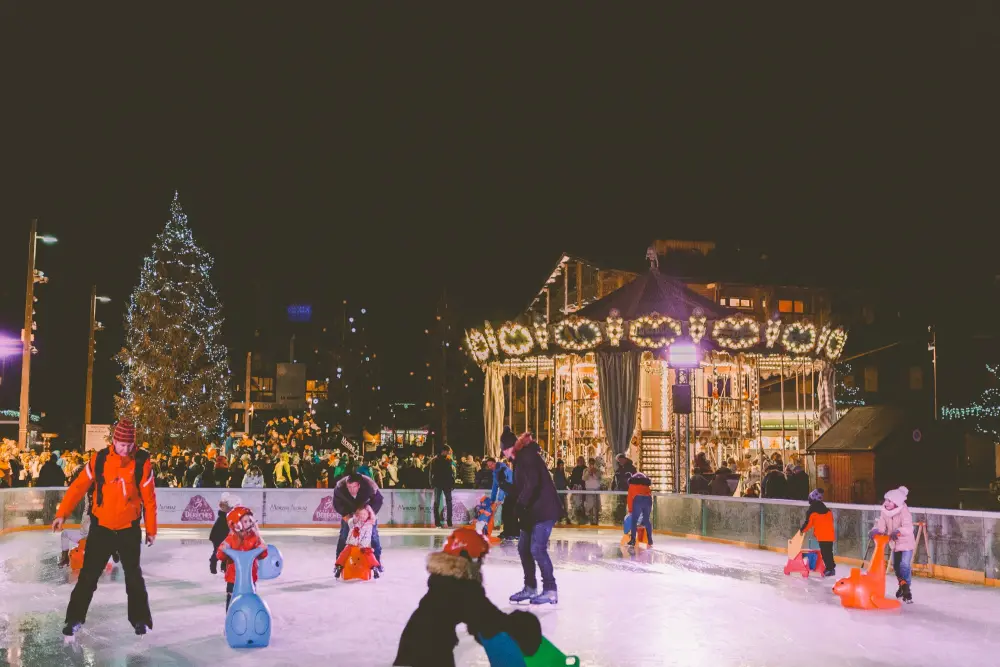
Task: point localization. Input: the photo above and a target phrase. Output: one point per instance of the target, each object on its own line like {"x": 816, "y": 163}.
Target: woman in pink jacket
{"x": 895, "y": 521}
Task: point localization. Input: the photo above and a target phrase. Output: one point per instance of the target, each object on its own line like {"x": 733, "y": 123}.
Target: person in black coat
{"x": 352, "y": 493}
{"x": 50, "y": 474}
{"x": 538, "y": 509}
{"x": 443, "y": 481}
{"x": 455, "y": 594}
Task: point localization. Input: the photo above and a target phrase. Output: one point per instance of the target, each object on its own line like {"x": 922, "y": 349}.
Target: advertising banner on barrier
{"x": 416, "y": 507}
{"x": 307, "y": 507}
{"x": 201, "y": 506}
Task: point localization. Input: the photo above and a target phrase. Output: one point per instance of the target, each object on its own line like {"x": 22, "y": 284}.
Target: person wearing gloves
{"x": 220, "y": 530}
{"x": 896, "y": 522}
{"x": 121, "y": 483}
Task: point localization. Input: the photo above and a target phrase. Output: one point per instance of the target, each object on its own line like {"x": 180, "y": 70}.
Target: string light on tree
{"x": 697, "y": 328}
{"x": 515, "y": 339}
{"x": 174, "y": 366}
{"x": 772, "y": 332}
{"x": 736, "y": 332}
{"x": 578, "y": 334}
{"x": 799, "y": 337}
{"x": 662, "y": 327}
{"x": 615, "y": 327}
{"x": 491, "y": 338}
{"x": 835, "y": 345}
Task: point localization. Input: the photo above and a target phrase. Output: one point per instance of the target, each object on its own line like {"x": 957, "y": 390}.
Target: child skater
{"x": 896, "y": 522}
{"x": 820, "y": 519}
{"x": 243, "y": 536}
{"x": 455, "y": 595}
{"x": 221, "y": 529}
{"x": 360, "y": 528}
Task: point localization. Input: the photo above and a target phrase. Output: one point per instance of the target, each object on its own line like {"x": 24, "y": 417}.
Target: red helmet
{"x": 465, "y": 541}
{"x": 240, "y": 520}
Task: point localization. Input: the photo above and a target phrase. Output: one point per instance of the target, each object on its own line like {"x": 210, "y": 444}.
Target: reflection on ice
{"x": 692, "y": 603}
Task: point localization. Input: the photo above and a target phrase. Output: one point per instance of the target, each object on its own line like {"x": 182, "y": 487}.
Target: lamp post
{"x": 95, "y": 326}
{"x": 27, "y": 335}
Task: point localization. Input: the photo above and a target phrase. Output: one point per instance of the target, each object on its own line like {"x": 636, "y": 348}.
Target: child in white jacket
{"x": 896, "y": 522}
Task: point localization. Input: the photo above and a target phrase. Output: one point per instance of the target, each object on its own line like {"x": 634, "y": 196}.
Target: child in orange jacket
{"x": 820, "y": 519}
{"x": 243, "y": 536}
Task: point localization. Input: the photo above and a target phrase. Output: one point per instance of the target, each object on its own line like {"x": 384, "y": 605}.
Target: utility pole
{"x": 26, "y": 340}
{"x": 932, "y": 347}
{"x": 246, "y": 403}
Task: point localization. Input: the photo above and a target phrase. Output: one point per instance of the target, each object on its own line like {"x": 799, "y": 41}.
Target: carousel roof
{"x": 654, "y": 292}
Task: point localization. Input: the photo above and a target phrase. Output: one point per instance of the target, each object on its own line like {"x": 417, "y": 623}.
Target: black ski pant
{"x": 101, "y": 543}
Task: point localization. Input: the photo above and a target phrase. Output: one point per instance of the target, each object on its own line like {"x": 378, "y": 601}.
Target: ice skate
{"x": 525, "y": 595}
{"x": 546, "y": 597}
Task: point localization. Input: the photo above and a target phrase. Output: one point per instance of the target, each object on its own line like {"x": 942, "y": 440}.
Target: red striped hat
{"x": 124, "y": 432}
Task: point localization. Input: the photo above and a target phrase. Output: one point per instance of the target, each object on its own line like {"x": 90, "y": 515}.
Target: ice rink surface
{"x": 683, "y": 603}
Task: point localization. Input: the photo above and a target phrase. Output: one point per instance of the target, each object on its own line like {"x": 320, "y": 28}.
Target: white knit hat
{"x": 897, "y": 496}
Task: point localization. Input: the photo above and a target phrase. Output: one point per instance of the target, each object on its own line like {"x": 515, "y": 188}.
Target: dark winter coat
{"x": 218, "y": 535}
{"x": 775, "y": 484}
{"x": 534, "y": 490}
{"x": 368, "y": 494}
{"x": 51, "y": 474}
{"x": 797, "y": 485}
{"x": 442, "y": 472}
{"x": 455, "y": 595}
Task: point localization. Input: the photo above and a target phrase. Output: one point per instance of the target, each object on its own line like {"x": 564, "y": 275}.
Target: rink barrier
{"x": 963, "y": 545}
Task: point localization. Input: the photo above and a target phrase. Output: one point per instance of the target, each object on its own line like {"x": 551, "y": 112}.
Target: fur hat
{"x": 897, "y": 496}
{"x": 507, "y": 438}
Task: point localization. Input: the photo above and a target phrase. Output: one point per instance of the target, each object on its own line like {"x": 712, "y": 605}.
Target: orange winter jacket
{"x": 639, "y": 485}
{"x": 123, "y": 503}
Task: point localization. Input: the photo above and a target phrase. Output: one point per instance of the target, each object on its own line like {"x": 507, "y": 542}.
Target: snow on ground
{"x": 683, "y": 603}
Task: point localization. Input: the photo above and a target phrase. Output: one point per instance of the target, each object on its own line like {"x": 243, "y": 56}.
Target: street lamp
{"x": 27, "y": 337}
{"x": 95, "y": 326}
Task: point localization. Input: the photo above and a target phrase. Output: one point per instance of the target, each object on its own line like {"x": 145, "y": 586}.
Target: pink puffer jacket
{"x": 898, "y": 519}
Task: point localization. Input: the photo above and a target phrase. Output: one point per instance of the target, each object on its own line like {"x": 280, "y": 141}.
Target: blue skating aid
{"x": 248, "y": 621}
{"x": 271, "y": 567}
{"x": 502, "y": 651}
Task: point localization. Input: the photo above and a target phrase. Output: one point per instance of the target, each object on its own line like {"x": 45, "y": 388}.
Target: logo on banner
{"x": 198, "y": 509}
{"x": 325, "y": 512}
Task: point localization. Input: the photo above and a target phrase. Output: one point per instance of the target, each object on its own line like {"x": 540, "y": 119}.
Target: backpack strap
{"x": 98, "y": 497}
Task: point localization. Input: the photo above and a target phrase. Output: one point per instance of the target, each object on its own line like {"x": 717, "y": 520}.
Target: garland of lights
{"x": 542, "y": 335}
{"x": 616, "y": 327}
{"x": 475, "y": 341}
{"x": 835, "y": 345}
{"x": 772, "y": 332}
{"x": 744, "y": 332}
{"x": 698, "y": 328}
{"x": 653, "y": 321}
{"x": 491, "y": 338}
{"x": 794, "y": 334}
{"x": 578, "y": 326}
{"x": 515, "y": 339}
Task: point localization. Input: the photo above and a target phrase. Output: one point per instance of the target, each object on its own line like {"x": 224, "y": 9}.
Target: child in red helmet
{"x": 455, "y": 594}
{"x": 243, "y": 536}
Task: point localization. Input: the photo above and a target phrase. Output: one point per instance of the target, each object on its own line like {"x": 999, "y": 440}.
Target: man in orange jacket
{"x": 120, "y": 481}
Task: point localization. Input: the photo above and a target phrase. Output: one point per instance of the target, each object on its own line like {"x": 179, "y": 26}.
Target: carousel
{"x": 660, "y": 373}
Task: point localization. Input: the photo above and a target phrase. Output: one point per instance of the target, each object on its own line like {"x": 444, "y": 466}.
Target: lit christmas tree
{"x": 984, "y": 412}
{"x": 174, "y": 366}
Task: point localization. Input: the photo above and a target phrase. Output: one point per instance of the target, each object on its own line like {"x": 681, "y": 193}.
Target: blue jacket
{"x": 497, "y": 494}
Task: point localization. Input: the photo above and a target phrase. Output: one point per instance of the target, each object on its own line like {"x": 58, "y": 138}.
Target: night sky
{"x": 386, "y": 155}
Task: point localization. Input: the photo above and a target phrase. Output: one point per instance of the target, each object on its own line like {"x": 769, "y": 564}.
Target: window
{"x": 790, "y": 306}
{"x": 871, "y": 379}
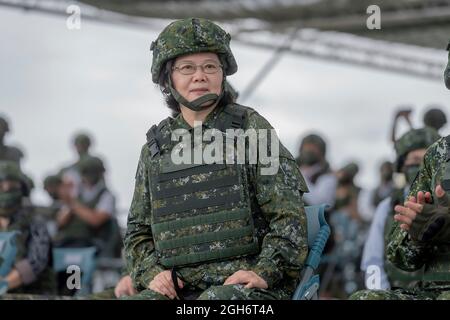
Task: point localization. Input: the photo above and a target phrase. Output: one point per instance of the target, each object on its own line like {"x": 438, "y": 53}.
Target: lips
{"x": 199, "y": 90}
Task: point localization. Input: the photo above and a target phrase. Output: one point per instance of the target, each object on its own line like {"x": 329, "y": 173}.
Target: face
{"x": 199, "y": 83}
{"x": 415, "y": 157}
{"x": 9, "y": 185}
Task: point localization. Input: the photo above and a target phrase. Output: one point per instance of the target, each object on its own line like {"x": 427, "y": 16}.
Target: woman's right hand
{"x": 163, "y": 284}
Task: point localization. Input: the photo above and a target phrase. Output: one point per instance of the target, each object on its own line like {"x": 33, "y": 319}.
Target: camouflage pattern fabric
{"x": 192, "y": 35}
{"x": 278, "y": 216}
{"x": 230, "y": 292}
{"x": 447, "y": 70}
{"x": 402, "y": 251}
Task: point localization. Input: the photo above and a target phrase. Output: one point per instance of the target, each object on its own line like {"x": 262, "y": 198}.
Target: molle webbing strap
{"x": 207, "y": 237}
{"x": 211, "y": 218}
{"x": 195, "y": 187}
{"x": 223, "y": 201}
{"x": 194, "y": 170}
{"x": 210, "y": 255}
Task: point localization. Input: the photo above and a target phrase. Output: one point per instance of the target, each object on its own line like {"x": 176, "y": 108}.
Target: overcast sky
{"x": 55, "y": 82}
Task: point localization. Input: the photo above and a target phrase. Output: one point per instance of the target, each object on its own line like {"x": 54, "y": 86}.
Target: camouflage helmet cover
{"x": 316, "y": 140}
{"x": 82, "y": 139}
{"x": 413, "y": 140}
{"x": 192, "y": 35}
{"x": 10, "y": 170}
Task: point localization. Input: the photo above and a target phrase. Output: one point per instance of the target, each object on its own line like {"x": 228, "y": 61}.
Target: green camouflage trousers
{"x": 230, "y": 292}
{"x": 400, "y": 294}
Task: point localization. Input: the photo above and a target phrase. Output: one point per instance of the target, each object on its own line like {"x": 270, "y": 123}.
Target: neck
{"x": 190, "y": 116}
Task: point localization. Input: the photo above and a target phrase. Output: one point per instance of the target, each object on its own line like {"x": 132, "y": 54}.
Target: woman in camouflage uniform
{"x": 210, "y": 231}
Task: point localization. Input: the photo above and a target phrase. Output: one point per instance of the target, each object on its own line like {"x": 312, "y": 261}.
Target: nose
{"x": 199, "y": 75}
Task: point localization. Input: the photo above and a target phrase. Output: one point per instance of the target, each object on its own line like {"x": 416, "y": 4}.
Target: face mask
{"x": 9, "y": 200}
{"x": 411, "y": 172}
{"x": 309, "y": 158}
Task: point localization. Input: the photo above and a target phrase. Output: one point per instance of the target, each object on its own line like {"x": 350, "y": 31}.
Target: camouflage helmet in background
{"x": 413, "y": 140}
{"x": 10, "y": 170}
{"x": 316, "y": 140}
{"x": 350, "y": 169}
{"x": 91, "y": 165}
{"x": 4, "y": 127}
{"x": 82, "y": 139}
{"x": 435, "y": 117}
{"x": 191, "y": 35}
{"x": 52, "y": 180}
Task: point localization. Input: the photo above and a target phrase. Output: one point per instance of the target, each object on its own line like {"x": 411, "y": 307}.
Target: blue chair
{"x": 318, "y": 233}
{"x": 8, "y": 251}
{"x": 84, "y": 258}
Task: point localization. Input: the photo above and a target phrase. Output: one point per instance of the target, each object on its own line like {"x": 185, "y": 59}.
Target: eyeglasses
{"x": 190, "y": 68}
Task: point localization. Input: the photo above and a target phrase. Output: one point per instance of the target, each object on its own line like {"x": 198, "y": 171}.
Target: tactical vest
{"x": 199, "y": 212}
{"x": 398, "y": 278}
{"x": 438, "y": 268}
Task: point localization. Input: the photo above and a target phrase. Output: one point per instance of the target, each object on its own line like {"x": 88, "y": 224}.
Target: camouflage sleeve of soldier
{"x": 402, "y": 251}
{"x": 284, "y": 248}
{"x": 139, "y": 245}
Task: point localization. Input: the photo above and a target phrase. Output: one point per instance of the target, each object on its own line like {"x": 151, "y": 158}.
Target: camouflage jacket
{"x": 402, "y": 251}
{"x": 277, "y": 210}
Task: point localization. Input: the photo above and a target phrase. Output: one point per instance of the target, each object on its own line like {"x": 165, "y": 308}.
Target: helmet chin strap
{"x": 199, "y": 103}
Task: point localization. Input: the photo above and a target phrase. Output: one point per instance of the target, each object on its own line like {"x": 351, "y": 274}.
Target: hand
{"x": 163, "y": 284}
{"x": 124, "y": 287}
{"x": 428, "y": 222}
{"x": 412, "y": 207}
{"x": 249, "y": 278}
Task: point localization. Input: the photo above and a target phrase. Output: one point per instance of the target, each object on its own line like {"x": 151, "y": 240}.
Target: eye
{"x": 210, "y": 66}
{"x": 186, "y": 67}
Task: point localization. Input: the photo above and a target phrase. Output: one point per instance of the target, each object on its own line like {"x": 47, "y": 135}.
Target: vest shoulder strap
{"x": 447, "y": 139}
{"x": 155, "y": 138}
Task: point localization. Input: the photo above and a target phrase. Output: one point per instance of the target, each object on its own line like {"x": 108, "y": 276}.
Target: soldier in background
{"x": 31, "y": 272}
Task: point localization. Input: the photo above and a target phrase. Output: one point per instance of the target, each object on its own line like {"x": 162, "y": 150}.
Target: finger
{"x": 404, "y": 211}
{"x": 416, "y": 207}
{"x": 442, "y": 196}
{"x": 168, "y": 285}
{"x": 403, "y": 219}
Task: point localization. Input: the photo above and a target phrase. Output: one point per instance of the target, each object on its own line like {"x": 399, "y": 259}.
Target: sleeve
{"x": 139, "y": 245}
{"x": 373, "y": 253}
{"x": 37, "y": 257}
{"x": 402, "y": 251}
{"x": 279, "y": 196}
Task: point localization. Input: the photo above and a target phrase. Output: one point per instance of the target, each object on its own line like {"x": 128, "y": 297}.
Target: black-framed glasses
{"x": 191, "y": 68}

------------------------------------------------------------

■ WHAT YOU NEED TO DO ■
Identify every line above that contains the word "child" and copy each one in full.

■ THE RESPONSE ■
Target: child skater
Target: child in white jacket
Target: child in orange jacket
Target: child in red helmet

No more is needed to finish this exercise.